Every record must be written out once more, with nothing added or omitted.

*Stored entries*.
★ ★ ★ ★

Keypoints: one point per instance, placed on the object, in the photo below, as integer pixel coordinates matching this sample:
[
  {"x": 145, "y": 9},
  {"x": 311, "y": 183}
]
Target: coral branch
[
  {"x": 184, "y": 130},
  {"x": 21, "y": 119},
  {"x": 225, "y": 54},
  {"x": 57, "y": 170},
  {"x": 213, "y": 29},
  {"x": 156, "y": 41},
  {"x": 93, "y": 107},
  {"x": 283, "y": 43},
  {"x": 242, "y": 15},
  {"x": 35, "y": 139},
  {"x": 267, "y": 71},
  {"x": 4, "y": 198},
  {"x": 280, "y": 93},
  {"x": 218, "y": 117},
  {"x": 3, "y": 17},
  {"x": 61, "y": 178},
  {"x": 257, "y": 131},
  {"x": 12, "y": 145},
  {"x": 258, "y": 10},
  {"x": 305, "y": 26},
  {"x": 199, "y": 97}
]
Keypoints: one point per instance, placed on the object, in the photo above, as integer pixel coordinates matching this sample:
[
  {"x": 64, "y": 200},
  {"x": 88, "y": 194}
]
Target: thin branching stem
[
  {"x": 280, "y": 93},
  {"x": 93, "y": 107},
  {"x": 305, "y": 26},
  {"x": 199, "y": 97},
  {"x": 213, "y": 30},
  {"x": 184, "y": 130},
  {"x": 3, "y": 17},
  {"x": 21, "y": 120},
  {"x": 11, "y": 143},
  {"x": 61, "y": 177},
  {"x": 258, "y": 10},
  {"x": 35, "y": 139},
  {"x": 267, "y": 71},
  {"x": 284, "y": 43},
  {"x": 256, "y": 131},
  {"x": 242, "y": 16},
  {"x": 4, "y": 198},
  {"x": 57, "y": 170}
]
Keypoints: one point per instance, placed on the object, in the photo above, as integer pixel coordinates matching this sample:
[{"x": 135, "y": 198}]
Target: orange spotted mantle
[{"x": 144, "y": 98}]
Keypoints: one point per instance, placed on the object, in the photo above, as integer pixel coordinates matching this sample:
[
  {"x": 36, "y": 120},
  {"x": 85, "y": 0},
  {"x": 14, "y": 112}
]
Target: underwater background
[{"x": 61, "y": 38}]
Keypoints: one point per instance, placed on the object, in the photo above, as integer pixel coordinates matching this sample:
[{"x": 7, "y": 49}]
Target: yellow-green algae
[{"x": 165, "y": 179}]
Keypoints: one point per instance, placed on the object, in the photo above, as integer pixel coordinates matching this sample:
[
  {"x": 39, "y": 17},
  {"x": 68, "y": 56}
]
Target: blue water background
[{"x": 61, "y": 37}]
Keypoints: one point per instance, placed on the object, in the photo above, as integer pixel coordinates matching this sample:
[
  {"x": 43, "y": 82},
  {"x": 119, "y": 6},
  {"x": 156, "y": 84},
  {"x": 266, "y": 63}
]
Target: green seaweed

★ ★ ★ ★

*OUTPUT FOR THIS EXERCISE*.
Keypoints: one point per instance, placed on the object, in the photo below, as integer pixel coordinates matching this sample:
[
  {"x": 145, "y": 9},
  {"x": 311, "y": 183}
]
Target: coral branch
[
  {"x": 184, "y": 130},
  {"x": 21, "y": 119},
  {"x": 225, "y": 54},
  {"x": 57, "y": 170},
  {"x": 213, "y": 29},
  {"x": 156, "y": 41},
  {"x": 93, "y": 107},
  {"x": 283, "y": 43},
  {"x": 242, "y": 15},
  {"x": 35, "y": 139},
  {"x": 267, "y": 71},
  {"x": 4, "y": 198},
  {"x": 280, "y": 93},
  {"x": 218, "y": 117},
  {"x": 3, "y": 17},
  {"x": 61, "y": 178},
  {"x": 257, "y": 131},
  {"x": 12, "y": 145},
  {"x": 258, "y": 10},
  {"x": 305, "y": 26},
  {"x": 199, "y": 97}
]
Keypoints: one point per instance, placed on the object, in the photo above, as integer pixel coordinates matching this sample:
[
  {"x": 64, "y": 200},
  {"x": 88, "y": 194}
]
Target: thin branching stem
[
  {"x": 280, "y": 93},
  {"x": 93, "y": 107},
  {"x": 305, "y": 26},
  {"x": 199, "y": 97},
  {"x": 213, "y": 30},
  {"x": 184, "y": 130},
  {"x": 3, "y": 17},
  {"x": 21, "y": 120},
  {"x": 11, "y": 143},
  {"x": 61, "y": 177},
  {"x": 258, "y": 10},
  {"x": 35, "y": 139},
  {"x": 267, "y": 71},
  {"x": 284, "y": 43},
  {"x": 256, "y": 131},
  {"x": 242, "y": 16},
  {"x": 4, "y": 198},
  {"x": 57, "y": 170}
]
Keypoints: one point per instance, placed on the object, in the photo above, as integer pixel coordinates matching this sample:
[{"x": 135, "y": 198}]
Target: orange spotted mantle
[{"x": 144, "y": 98}]
Keypoints: one point per instance, placed on the object, in the photo above, as integer pixel coordinates matching this sample:
[
  {"x": 36, "y": 120},
  {"x": 85, "y": 0},
  {"x": 14, "y": 112}
]
Target: underwater background
[{"x": 61, "y": 38}]
Keypoints: one point per instance, placed on the object, in the photo above, as integer pixel coordinates matching this sample:
[{"x": 7, "y": 49}]
Target: yellow-green algae
[{"x": 165, "y": 179}]
Keypoints: one point per instance, placed on the object, in the photo above, as integer pixel coordinates matching this sample:
[
  {"x": 39, "y": 17},
  {"x": 68, "y": 56}
]
Target: blue water background
[{"x": 61, "y": 37}]
Keypoints: one point per instance, placed on the object, in the photo above, as integer pixel coordinates matching this sample:
[
  {"x": 43, "y": 82},
  {"x": 119, "y": 6},
  {"x": 156, "y": 84},
  {"x": 266, "y": 63}
]
Target: green seaweed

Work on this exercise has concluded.